What you need to do: Could you convert the lines below into a Markdown table with two columns, "Row" for a running number and "Line text" for the line itself, skipping any blank lines?

+--

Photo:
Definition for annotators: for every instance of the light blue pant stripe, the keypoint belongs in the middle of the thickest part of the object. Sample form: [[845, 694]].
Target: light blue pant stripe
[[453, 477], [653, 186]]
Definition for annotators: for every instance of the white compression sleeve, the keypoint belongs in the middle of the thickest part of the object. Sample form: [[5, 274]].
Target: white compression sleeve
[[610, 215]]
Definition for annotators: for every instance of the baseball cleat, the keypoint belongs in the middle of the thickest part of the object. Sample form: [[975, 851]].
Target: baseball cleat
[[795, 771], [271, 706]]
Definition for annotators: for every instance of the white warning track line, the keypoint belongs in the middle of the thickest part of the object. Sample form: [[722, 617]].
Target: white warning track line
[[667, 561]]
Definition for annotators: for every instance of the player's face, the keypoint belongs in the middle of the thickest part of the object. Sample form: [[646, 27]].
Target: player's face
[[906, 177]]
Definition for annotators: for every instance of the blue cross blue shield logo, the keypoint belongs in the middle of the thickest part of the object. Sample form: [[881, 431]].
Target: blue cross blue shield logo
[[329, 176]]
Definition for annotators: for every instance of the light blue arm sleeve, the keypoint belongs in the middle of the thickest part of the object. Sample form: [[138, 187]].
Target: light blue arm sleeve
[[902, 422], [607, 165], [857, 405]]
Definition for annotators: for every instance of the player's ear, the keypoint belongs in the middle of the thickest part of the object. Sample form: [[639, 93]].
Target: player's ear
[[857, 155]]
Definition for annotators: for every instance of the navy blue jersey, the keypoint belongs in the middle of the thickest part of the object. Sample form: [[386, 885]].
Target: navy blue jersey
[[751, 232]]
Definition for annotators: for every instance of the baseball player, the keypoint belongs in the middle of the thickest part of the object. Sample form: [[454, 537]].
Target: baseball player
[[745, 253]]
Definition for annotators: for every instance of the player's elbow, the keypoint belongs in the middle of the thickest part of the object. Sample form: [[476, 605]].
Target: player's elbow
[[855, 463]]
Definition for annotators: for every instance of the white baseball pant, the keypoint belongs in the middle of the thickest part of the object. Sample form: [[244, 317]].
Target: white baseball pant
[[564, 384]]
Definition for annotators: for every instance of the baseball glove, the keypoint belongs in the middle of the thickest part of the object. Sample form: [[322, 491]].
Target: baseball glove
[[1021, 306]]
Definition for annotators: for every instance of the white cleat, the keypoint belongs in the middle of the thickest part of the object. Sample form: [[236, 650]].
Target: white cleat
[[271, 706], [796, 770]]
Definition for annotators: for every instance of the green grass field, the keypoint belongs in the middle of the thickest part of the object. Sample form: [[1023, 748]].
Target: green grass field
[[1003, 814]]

+--

Reply to the task:
| Row | Line text |
|---|---|
| 1 | Photo: |
| 2 | Definition for annotators: for every instance of the light blue pant stripe, the keypoint belongs in the middle of the thickest part of the object. Sample form: [[845, 694]]. |
| 3 | Target: light blue pant stripe |
| 4 | [[453, 477], [653, 186]] |
| 5 | Definition for annotators: for every instance of the white compression sleeve, the keypoint belongs in the middle of the thickest part of the object. Sample form: [[5, 274]]. |
| 6 | Target: white compression sleeve |
| 7 | [[610, 215]] |
| 8 | Definition for annotators: for every instance of the baseball cleat, the keypoint belongs in the middle of the thickest part of the object. Sample form: [[975, 851]]. |
| 9 | Target: baseball cleat |
| 10 | [[795, 771], [271, 706]] |
| 11 | Definition for annotators: for every instance of the white warning track line, the keypoint belongs in the middle of the thickest part of the object. Sample form: [[722, 617]]. |
| 12 | Target: white warning track line |
| 13 | [[667, 561]] |
| 14 | Definition for annotators: for every instance of the player's face, the keypoint belongs in the middle of the thickest part of the object. Sample form: [[646, 27]]. |
| 15 | Target: player's face |
| 16 | [[906, 177]] |
| 17 | Definition for annotators: for every instance of the blue cross blue shield logo, the keypoint belongs in the middle of the thickest part of the object. Sample form: [[881, 431]]. |
| 18 | Target: blue cross blue shield logo |
| 19 | [[329, 176]] |
| 20 | Definition for annotators: for every instance of the light blue arm sleeve, the keypoint belongs in the middle of the thickest part of the object. Sample form: [[138, 187]]. |
| 21 | Target: light blue arm sleeve |
| 22 | [[902, 422], [607, 165], [857, 405]] |
| 23 | Definition for annotators: for every instance of the player's ear, the keypoint belongs in the middle of the thickest part of the object. Sample form: [[639, 93]]. |
| 24 | Target: player's ear |
| 25 | [[857, 155]] |
| 26 | Definition for annotators: for every instance of the navy blue jersey, the keypoint belongs in the middle of the thickest part of the object. Sample form: [[386, 885]]. |
| 27 | Target: navy blue jersey |
| 28 | [[751, 232]] |
| 29 | Definition for annotators: for every instance of the baseball player, the keypoint belongs in the middle of the thickest part of the object. Sample form: [[454, 537]]. |
| 30 | Target: baseball player |
| 31 | [[745, 253]] |
| 32 | Definition for annotators: for every instance of the player's elbow, the keypoint belongs in the middle of the thickest part of the object. Sample form: [[476, 605]]. |
| 33 | Target: player's elbow |
| 34 | [[855, 463]] |
| 35 | Definition for annotators: for every instance of the white baseball pant, the keypoint belongs in the middle of the thickest part of the object. Sample form: [[244, 317]]. |
| 36 | Target: white baseball pant |
| 37 | [[564, 384]] |
| 38 | Definition for annotators: for every instance of the baseball glove, the keypoint belongs in the middle of the thickest part of the object. Sample form: [[322, 491]]. |
| 39 | Target: baseball glove |
| 40 | [[1021, 306]] |
| 41 | Definition for annotators: for every instance of the white cleat, the keypoint belongs in the middle of the thickest part of the object. Sample form: [[236, 650]]. |
| 42 | Target: white cleat |
| 43 | [[271, 706], [796, 770]] |
| 44 | Definition for annotators: for every instance of the green grass field, the keypoint belongs in the middle of the thickest part of the object. Sample form: [[1023, 748]]. |
| 45 | Target: green grass field |
| 46 | [[1003, 814]] |